*** Data extracts ***

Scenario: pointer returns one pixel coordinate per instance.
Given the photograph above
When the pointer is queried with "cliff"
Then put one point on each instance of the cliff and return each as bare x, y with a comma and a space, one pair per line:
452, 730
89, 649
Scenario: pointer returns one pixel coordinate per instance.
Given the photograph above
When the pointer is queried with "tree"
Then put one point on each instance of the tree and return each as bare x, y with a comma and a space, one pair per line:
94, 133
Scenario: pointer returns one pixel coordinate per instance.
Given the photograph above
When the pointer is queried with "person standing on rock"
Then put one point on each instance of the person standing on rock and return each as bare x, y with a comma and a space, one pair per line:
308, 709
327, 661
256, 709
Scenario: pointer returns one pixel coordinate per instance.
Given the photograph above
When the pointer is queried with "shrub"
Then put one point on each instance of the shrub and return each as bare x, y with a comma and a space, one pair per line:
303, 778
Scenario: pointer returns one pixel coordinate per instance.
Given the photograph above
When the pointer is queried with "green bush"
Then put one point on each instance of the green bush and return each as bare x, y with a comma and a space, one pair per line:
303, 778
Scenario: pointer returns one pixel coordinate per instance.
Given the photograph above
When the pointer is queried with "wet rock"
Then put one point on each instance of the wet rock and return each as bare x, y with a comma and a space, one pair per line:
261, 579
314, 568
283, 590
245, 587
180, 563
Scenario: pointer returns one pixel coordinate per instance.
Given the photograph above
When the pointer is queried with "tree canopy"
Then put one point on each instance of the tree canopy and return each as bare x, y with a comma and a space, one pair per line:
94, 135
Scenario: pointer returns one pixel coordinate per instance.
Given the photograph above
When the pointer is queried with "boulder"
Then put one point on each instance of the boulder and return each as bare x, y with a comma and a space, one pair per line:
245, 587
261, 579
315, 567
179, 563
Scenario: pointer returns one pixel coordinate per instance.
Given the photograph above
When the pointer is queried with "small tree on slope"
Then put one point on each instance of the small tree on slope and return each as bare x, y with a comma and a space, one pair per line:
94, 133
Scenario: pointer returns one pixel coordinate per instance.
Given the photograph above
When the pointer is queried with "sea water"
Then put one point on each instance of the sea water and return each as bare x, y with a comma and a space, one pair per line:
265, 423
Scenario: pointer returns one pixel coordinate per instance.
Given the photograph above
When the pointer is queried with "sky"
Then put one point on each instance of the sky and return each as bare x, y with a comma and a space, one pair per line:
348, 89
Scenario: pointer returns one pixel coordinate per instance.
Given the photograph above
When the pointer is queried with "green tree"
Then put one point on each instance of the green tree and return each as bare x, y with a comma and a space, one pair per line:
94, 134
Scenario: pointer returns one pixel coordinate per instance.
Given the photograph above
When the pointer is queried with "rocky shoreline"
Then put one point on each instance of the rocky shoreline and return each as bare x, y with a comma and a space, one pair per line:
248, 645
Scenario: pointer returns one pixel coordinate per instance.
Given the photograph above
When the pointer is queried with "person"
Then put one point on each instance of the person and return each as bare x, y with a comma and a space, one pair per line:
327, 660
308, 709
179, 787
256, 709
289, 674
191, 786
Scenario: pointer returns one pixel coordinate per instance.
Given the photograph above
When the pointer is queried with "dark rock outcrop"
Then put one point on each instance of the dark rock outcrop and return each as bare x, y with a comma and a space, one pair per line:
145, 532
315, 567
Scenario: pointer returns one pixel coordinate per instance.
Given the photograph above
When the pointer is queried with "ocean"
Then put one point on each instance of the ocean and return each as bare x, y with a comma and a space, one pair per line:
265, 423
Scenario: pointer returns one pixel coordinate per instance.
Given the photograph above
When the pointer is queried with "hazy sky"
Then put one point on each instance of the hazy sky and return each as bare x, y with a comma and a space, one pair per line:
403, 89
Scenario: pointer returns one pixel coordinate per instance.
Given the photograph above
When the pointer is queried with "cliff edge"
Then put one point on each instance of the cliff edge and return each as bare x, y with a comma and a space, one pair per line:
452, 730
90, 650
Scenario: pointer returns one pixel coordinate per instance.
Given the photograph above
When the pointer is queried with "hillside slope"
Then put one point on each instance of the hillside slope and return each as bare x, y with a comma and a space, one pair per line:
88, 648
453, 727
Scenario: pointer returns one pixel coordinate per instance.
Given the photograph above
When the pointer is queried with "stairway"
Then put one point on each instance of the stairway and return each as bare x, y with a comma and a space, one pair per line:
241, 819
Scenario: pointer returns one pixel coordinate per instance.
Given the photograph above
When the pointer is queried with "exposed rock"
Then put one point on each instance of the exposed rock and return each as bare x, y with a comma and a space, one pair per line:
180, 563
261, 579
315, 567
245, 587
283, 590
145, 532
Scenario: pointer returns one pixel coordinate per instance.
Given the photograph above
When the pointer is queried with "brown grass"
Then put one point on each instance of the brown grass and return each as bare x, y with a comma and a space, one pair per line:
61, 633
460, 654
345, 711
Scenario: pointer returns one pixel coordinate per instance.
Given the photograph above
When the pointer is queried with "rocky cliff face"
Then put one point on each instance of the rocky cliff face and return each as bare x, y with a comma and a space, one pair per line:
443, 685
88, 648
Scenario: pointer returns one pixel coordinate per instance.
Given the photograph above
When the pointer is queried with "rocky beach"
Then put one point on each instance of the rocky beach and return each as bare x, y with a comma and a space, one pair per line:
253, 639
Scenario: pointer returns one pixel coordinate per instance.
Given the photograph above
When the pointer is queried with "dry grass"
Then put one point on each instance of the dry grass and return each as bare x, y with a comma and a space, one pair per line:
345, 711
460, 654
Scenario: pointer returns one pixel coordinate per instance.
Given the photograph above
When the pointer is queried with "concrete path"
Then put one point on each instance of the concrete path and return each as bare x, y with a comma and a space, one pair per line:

*** End of Data extracts ***

What to do →
Reproduce all the records, exactly and in full.

Result →
Scenario: pointer returns one pixel coordinate per instance.
Given the photograph above
When the pointer is queried with "cliff"
Then put one point on each instance of the cliff and return each as bare x, y with a comma and a space, one pair per line:
452, 730
89, 649
Scenario: pointer returns one pixel coordinate per instance.
Given the photograph above
When the pointer is queried with "tree"
Then put one point on each instance of the tree and return each as bare x, y with a comma and a space, one pair per line:
94, 133
Scenario: pointer returns one pixel coordinate per instance.
Given the photograph above
When the pointer is queried with "person standing on rock"
Then put one point on each instance of the person standing on rock and return each as bare x, y with a comma and a space, one pair per line:
308, 709
327, 661
256, 709
Scenario: pointer returns one pixel coordinate per instance.
Given the photograph above
When the pointer is queried with "shrub"
Then put one point on each instance of the shrub and return each as bare x, y with a comma and a space, one pair per line:
303, 778
Scenario: pointer returns one pixel coordinate per instance.
Given the photograph above
When the pointer is queried with "green bush"
Then put one point on each instance of the green bush and return each as bare x, y with a comma and a space, one pair per line:
303, 778
Scenario: pointer returns one pixel coordinate per instance.
Given the photograph above
When the pointer is queried with "wet rock"
Then put one point on each instance of the wet rock and return each as bare x, y with a comma and a space, one pair per line:
261, 579
314, 568
283, 590
245, 587
180, 563
Scenario: pointer returns one pixel coordinate per instance.
Given the photograph above
When the pointer is queried with "tree canopy"
Then put one point on each instance of the tree canopy and return each as bare x, y with a comma and a space, one pair per line:
94, 135
Scenario: pointer returns one pixel coordinate per instance.
Given the photograph above
When the pointer is queried with "boulder"
Then put one point on each instance of the boulder and return each as bare x, y with a comma and a space, one pair per line:
245, 587
261, 579
315, 567
179, 563
Scenario: pointer returns one pixel coordinate per instance.
Given the photograph above
When the pointer is queried with "small tree on slope"
Then put one point on each instance of the small tree on slope and return each as bare x, y with a comma and a space, one pair per line:
94, 133
Scenario: pointer returns one pixel coordinate per instance.
Given the photograph above
When the pointer is queried with "sea water"
Then put one point on each instance of the sea water and return each as bare x, y with a comma and a space, one pair per line:
265, 423
Scenario: pointer returns one pixel coordinate per instance.
Given the photograph above
When the pointer is queried with "sky"
Then put one point on each instance of the sky and return each as bare x, y with a comma and a space, one pair per line:
348, 89
Scenario: pointer returns one pixel coordinate per instance.
Given the photograph above
When the pointer is queried with "green tree"
Then put one point on each instance of the green tree and return each as bare x, y with a comma and a space, one pair per line:
94, 134
Scenario: pointer returns one pixel coordinate per instance.
Given the photograph above
When the pointer is queried with "rocky shoreline"
Then put one point on each instance of the rocky shoreline and return each as bare x, y with a comma and a space, one pair per line:
248, 645
Scenario: pointer returns one pixel coordinate per instance.
Given the photograph above
When the pointer is queried with "person"
Then put one point on each instance of the person and return each as bare x, y with a comma and a space, one pair per line:
327, 660
308, 709
179, 787
256, 709
289, 674
191, 786
Scenario: pointer returns one pixel coordinate per instance.
Given the photograph above
When the pointer is queried with "dark rock outcrop"
Then put one point on each instance of the dark rock outcrop and return each as bare x, y with a comma and a space, one pair per line:
145, 532
315, 567
Scenario: pointer returns one pixel coordinate per instance.
Given the photograph above
When the pointer is queried with "ocean"
Then put one point on each instance of the ocean and return each as bare x, y with a comma and a space, one pair per line:
265, 423
Scenario: pointer returns one pixel coordinate per instance.
Given the photograph above
When the pointer is queried with "hazy sky"
Then put one point on each instance of the hazy sky and return each as bare x, y with a comma and a space, one pair per line:
403, 89
Scenario: pointer returns one pixel coordinate per instance.
Given the photograph above
When the pointer is queried with "cliff edge"
Then put one point on each instance of the cliff edge and return each as bare x, y with a comma and a space, one pair per line:
452, 730
90, 650
Scenario: pointer returns one pixel coordinate per instance.
Given the photograph above
When the pointer is queried with "hillside slope"
Then put one point on each instance of the hillside slope and return each as bare x, y with a comma and a space, one pair per line:
88, 648
453, 727
Scenario: pointer returns one pixel coordinate per instance.
Given the photograph above
When the pointer is queried with "stairway"
Then put one point on each instance of the stairway and return each as bare x, y with a comma and a space, one pair per line:
241, 819
Scenario: pointer returns one pixel coordinate per instance.
Given the photograph above
When the pointer is queried with "exposed rock"
Then put one point on each instance of the exposed rock and return each as bare x, y with a comma and a space, one pair per line:
180, 563
261, 579
315, 567
245, 587
283, 590
145, 532
Scenario: pointer returns one pixel coordinate per instance.
Given the photograph above
When the pointer is queried with "brown grass"
Then put one point on each instance of the brown grass and return each as bare x, y with a comma and a space, one pair per line:
61, 633
460, 654
345, 711
Scenario: pointer returns one pixel coordinate per instance.
Given the photograph above
When the pointer is queried with "rocky cliff face"
Then put one point on each instance of the rocky cliff face and return each as bare x, y with a comma and a space, one pair per line:
443, 685
88, 648
Scenario: pointer returns one pixel coordinate per instance.
Given the photograph above
When the pointer is queried with "rocky beach"
Then put one point on each instance of the rocky beach and return each as bare x, y with a comma and a space, one pair per line:
253, 639
Scenario: pointer returns one pixel coordinate per instance.
Given the photograph above
When the pointer is queried with "dry grass"
Then put one point on each instance of the dry grass and return each as bare x, y with a comma and a space, one pair per line:
345, 711
460, 654
Scenario: pointer returns one pixel coordinate per instance.
Given the photograph above
When the pointer is queried with "concrete path"
Then put one point on each instance of the concrete path and return each as bare x, y with a comma and a space, one pair per line:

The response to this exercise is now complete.